**Material shown**.

++++

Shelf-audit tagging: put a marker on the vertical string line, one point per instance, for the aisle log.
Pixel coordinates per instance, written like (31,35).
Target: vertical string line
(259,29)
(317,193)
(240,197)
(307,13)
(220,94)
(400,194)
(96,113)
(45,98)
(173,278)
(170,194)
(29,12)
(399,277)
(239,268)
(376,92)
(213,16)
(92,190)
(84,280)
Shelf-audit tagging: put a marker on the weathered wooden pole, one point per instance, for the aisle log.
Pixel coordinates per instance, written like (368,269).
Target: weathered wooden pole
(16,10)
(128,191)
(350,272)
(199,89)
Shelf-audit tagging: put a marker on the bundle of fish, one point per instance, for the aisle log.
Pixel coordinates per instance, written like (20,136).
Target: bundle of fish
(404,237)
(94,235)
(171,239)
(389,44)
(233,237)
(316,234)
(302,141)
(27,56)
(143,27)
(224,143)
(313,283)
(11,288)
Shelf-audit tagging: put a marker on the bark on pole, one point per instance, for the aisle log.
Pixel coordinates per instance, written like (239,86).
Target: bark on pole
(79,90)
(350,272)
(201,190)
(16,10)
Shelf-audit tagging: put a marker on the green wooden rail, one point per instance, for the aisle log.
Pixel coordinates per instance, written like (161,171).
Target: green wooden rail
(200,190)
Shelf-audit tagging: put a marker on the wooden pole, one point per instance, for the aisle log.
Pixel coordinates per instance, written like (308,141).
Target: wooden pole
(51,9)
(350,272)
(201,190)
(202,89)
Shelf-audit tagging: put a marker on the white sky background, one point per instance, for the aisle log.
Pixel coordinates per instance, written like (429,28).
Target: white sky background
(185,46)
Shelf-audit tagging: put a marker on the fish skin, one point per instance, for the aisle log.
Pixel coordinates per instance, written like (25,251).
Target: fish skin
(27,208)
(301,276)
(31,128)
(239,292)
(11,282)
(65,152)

++++

**What to do**. Write out all the records above again, swapping "aisle log" for "stock sheet" everywhere it occurs and leaving every other word and mark untouched.

**Result of the exercise**.
Shelf-audit tagging: put a marker on the vertical string line, one point per instance, for the stock sheet.
Pixel coordinates per instance, written like (31,35).
Target: vertical string line
(259,29)
(317,193)
(240,197)
(307,13)
(220,94)
(400,194)
(96,113)
(45,98)
(173,278)
(170,194)
(29,12)
(399,277)
(239,268)
(376,92)
(213,16)
(92,190)
(84,280)
Shelf-audit tagging: put a marker on the weathered wooden pole, one point per instance, for the stock sheet.
Pixel coordinates per instance, written like (368,269).
Target: weathered wooden pole
(16,10)
(128,191)
(350,272)
(199,89)
Shelf-audit tagging: put a marker on the bundle of fish, one point per instance, for the stock sheet.
Pixel coordinates per instance, written like (20,136).
Target: bundle of fish
(404,237)
(94,235)
(171,239)
(389,44)
(233,237)
(316,234)
(302,141)
(27,56)
(143,27)
(224,143)
(313,283)
(11,288)
Shelf-audit tagging: put a marker on the bark on pole, one point per instance, for the stock sheet.
Pixel coordinates per instance, written like (239,86).
Target: bark on pole
(79,90)
(350,272)
(201,190)
(16,10)
Shelf-audit tagging: put a marker on the green wooden rail, one point per instance, for the stock sheet.
Pixel coordinates per instance, written like (161,171).
Target: green wooden rail
(200,190)
Shelf-audit tagging: put a marker on the wooden pole, one point per instance, for the stock sheet.
Pixel coordinates per instance, written like (308,141).
Target: wooden pole
(51,9)
(350,272)
(201,190)
(202,89)
Shelf-audit tagging: put a marker on the white sky background, one point per instance, for the stock sheet.
Pixel coordinates per instance, written like (429,28).
Target: white sky background
(185,46)
Shelf-audit tagging: put a marker on the fish skin, one point per instance, for the stock sheet.
Pixel coordinates per instance, written like (25,251).
Target: fish skin
(27,208)
(301,276)
(31,128)
(239,292)
(11,282)
(65,152)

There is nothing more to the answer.